> [Input data]:
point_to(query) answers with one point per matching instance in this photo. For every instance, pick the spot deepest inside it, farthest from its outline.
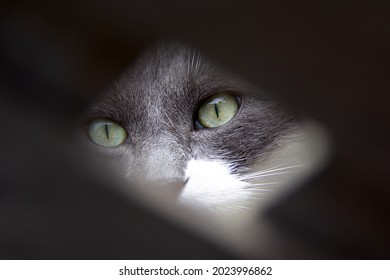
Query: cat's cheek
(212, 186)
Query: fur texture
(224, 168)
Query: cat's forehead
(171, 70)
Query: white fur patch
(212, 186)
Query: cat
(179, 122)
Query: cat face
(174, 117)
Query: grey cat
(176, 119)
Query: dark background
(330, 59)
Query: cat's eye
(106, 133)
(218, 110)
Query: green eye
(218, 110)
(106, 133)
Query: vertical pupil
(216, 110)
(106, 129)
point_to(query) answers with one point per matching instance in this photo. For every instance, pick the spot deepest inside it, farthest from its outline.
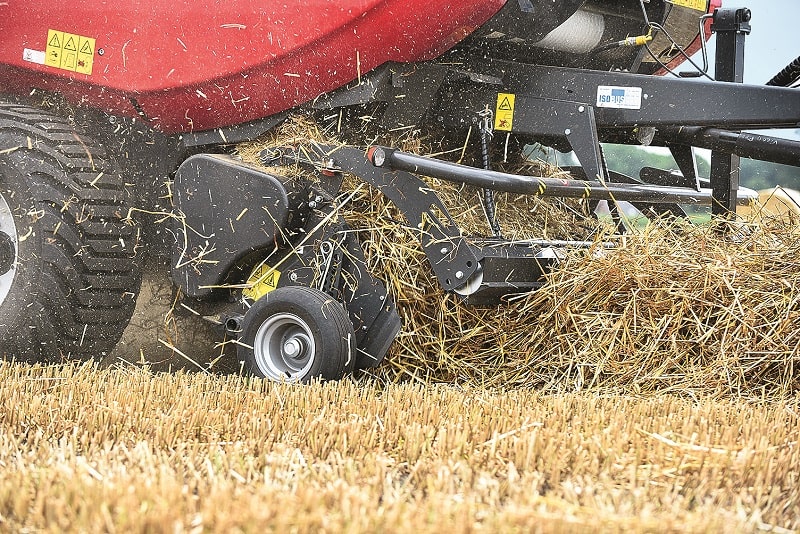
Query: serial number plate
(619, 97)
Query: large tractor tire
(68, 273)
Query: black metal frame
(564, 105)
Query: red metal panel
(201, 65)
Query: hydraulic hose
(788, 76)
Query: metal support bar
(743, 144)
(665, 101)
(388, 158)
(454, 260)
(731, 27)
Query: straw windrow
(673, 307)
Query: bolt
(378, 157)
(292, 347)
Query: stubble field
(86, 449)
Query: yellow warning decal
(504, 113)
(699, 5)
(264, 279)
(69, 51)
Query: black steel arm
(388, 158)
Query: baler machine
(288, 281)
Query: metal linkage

> [Problem requirements]:
Exactly the lines from the one containing "Query: straw windrow" through the final line of the records must appear in your reply, and no others.

> [Worked solution]:
Query: straw windrow
(673, 307)
Query: bolt
(378, 157)
(292, 347)
Query: stubble field
(86, 449)
Query: yellow warning decal
(504, 113)
(699, 5)
(264, 279)
(69, 51)
Query: black steel arm
(388, 158)
Query: baler machine
(288, 281)
Query: metal linkage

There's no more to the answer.